SUPPLIED PASSAGE:
----

In a letter sent to parents Wednesday afternoon, DCPS Chancellor Lewis Ferebee says 98 percent of school-based employees have active clearance as of Tuesday. He also committed to working toward 100 percent compliance for school and central staff.

“To ensure that we were keeping our students safe, we shared that no before or after school program provider would serve students in SY 19-20 without active clearances. We also committed to ensuring that all staff in our schools would have an active clearance by the end of September, and all staff in central office would have an active clearance by the end of October,” writes Ferebee.

“We met our first milestone related to before and after school program providers, and we continue to ensure that all before and after school program provider staff are actively cleared before they join the teams serving our schools. Today, I am pleased to report that as of October 1, 98 percent of DCPS school-based employees have an active clearance, and we continue to work toward 100 percent compliance for school and central staff,” he continues.  

To ensure staffers stay compliant with required background checks, DCPS also committed to establishing a system that automatically notifies staff within 60 days of an expiration. The system will warn them that they need to meet fingerprint scans and background checks so they maintain ongoing compliance.

Over the summer, the public learned that more than 30 percent of D.C. Public Schools staff have expired background checks. This estimate included teachers and central office workers, according to WAMU, which first reported the news. Since learning of this, parents have been demanding that schools provide more transparency.

----

LISTED RECORDS:
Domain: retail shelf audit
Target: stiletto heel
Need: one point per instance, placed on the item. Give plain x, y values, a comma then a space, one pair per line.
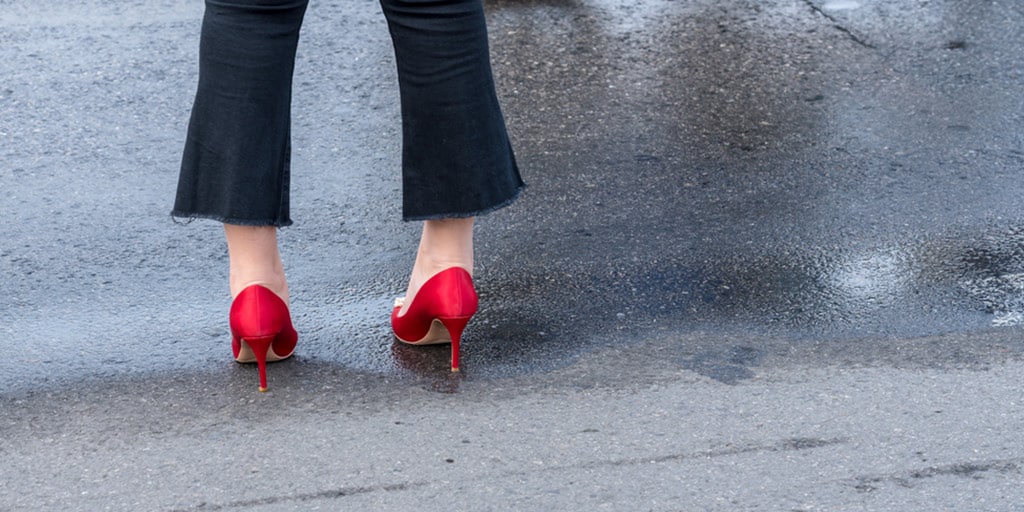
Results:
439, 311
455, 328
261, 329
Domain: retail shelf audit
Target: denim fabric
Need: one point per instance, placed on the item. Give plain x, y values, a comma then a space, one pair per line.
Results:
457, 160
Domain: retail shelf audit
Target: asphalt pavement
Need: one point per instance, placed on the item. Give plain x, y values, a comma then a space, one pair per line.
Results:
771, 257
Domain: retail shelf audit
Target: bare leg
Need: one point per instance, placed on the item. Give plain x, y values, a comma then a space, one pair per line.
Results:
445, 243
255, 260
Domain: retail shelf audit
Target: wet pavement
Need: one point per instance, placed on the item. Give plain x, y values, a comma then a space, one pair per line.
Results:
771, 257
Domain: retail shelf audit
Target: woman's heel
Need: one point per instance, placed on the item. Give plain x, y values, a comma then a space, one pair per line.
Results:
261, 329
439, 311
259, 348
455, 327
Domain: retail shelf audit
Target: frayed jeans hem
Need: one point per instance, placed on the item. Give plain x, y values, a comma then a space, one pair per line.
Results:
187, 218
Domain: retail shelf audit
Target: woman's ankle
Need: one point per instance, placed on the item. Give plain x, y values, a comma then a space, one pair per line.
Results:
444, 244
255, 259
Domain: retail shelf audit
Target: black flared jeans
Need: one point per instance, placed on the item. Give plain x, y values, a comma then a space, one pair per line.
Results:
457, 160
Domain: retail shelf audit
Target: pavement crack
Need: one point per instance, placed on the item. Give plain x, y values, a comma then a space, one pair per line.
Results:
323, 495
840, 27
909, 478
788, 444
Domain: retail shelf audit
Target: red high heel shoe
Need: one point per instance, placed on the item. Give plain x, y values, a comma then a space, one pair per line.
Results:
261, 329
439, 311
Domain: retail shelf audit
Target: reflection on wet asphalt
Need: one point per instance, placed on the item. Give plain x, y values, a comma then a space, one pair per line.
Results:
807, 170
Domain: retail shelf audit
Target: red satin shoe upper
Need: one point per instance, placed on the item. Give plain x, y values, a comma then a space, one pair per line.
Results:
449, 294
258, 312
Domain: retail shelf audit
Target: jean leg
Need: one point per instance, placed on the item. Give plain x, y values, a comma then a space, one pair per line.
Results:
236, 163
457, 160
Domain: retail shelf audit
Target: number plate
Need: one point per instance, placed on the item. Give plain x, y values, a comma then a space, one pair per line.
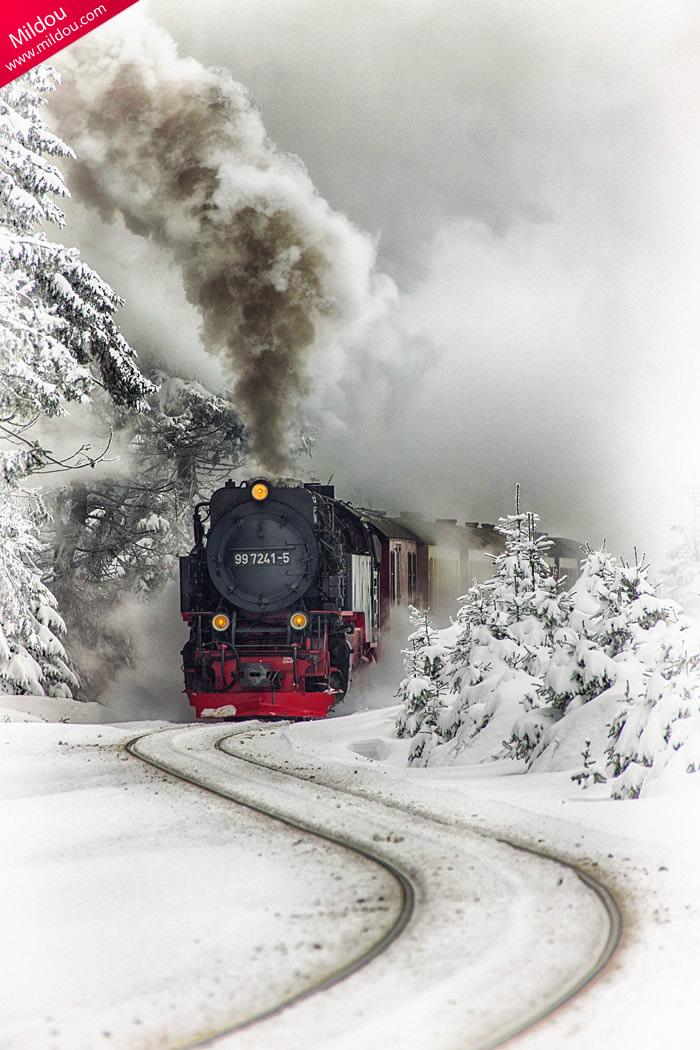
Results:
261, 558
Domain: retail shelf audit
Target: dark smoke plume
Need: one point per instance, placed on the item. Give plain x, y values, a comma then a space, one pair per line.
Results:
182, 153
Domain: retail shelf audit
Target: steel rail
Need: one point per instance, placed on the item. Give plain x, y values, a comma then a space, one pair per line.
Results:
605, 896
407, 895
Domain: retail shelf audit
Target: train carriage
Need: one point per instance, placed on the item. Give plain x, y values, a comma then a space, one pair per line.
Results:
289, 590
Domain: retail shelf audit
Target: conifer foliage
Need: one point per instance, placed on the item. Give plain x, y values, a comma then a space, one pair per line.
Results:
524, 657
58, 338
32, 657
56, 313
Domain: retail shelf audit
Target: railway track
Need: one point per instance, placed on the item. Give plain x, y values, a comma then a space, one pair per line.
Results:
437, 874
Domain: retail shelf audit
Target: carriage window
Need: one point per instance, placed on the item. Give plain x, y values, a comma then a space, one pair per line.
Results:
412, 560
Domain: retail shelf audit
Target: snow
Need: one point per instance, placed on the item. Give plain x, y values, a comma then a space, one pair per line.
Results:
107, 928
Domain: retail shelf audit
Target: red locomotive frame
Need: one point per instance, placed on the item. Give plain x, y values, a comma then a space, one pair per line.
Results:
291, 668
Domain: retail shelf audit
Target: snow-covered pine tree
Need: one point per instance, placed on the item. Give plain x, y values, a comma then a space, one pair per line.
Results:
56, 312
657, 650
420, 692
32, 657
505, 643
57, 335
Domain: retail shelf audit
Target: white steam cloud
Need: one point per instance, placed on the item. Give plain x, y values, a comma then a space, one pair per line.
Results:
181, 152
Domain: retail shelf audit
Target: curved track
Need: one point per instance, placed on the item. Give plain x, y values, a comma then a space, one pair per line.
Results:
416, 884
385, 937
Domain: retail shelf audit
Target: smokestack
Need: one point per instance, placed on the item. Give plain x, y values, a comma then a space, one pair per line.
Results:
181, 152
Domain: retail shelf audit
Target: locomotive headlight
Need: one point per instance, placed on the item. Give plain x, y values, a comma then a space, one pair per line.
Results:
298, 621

----

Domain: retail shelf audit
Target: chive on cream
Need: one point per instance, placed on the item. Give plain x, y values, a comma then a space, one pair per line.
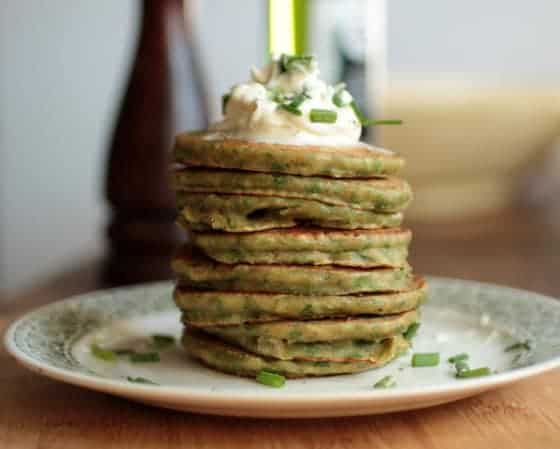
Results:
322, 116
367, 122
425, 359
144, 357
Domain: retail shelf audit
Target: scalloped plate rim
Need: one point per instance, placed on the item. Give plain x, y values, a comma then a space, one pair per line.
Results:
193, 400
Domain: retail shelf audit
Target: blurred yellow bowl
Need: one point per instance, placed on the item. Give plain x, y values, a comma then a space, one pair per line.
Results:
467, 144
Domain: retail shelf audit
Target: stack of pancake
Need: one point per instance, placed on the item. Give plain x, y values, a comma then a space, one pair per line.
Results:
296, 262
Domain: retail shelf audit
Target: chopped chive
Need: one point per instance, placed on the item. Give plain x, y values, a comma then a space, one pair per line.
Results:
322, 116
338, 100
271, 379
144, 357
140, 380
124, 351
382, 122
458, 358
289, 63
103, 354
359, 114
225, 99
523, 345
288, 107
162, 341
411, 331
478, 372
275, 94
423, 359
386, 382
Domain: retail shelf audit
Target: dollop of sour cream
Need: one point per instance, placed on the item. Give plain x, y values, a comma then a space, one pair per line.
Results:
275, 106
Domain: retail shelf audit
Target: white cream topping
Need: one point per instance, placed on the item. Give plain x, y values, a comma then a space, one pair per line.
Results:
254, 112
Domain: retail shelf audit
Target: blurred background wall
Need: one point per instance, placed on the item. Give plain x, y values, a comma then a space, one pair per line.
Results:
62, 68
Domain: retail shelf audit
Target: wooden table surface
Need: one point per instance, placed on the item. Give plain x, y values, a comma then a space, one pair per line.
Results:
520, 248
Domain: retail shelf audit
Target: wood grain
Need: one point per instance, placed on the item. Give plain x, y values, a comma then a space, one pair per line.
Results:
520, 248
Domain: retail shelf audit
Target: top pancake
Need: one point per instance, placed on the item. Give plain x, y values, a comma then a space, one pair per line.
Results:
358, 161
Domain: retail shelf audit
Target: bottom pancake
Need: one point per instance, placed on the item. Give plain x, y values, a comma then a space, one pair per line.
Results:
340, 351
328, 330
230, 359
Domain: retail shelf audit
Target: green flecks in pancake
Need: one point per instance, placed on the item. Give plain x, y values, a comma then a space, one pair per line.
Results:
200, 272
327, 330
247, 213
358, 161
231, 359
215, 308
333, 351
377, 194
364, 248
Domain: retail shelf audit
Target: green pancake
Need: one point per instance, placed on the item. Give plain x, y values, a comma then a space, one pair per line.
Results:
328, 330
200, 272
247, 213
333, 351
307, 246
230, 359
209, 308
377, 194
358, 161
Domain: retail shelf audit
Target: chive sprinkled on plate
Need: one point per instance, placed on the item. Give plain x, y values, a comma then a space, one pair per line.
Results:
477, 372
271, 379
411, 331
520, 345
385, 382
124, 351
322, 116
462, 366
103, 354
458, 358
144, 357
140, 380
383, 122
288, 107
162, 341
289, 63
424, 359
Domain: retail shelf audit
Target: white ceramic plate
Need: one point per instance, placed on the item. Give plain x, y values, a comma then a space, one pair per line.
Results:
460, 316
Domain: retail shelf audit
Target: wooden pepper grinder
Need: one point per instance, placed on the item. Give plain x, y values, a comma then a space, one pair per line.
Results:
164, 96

----

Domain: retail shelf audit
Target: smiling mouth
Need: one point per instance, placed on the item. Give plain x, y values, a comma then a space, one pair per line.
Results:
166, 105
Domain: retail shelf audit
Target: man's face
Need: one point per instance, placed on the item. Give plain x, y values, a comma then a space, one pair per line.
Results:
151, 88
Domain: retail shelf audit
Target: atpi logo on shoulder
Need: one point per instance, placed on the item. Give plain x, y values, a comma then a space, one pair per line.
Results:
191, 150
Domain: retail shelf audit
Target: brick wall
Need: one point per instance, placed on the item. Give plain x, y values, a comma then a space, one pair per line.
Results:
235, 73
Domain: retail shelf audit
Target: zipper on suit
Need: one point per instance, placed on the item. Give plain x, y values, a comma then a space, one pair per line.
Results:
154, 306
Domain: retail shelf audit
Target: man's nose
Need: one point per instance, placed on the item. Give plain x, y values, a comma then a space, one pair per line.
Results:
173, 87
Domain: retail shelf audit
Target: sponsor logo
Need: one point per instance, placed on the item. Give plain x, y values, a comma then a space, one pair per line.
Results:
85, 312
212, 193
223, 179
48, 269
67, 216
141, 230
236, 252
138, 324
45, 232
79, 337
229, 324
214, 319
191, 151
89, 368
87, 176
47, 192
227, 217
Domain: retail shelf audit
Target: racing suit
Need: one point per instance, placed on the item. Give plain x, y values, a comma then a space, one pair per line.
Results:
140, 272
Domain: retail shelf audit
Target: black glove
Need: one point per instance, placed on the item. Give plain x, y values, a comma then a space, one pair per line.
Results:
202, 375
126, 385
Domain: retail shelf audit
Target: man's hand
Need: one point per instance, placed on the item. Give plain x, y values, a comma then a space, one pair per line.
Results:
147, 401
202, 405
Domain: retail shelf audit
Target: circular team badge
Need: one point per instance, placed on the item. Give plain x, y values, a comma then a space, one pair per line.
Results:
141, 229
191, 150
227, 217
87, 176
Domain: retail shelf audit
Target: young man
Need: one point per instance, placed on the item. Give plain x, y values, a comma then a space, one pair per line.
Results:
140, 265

----

THINGS TO DO:
1: Write out the stretch of the DCPS background-check article from "In a letter" through "and central staff.", word for word.
2: According to the DCPS background-check article, what percentage of DCPS school-based employees had an active clearance as of October 1?
The records were drawn from a separate source unrelated to the text.

SOLUTIONS TO THE EXERCISE:
1:
In a letter sent to parents Wednesday afternoon, DCPS Chancellor Lewis Ferebee says 98 percent of school-based employees have active clearance as of Tuesday. He also committed to working toward 100 percent compliance for school and central staff.

2: 98 percent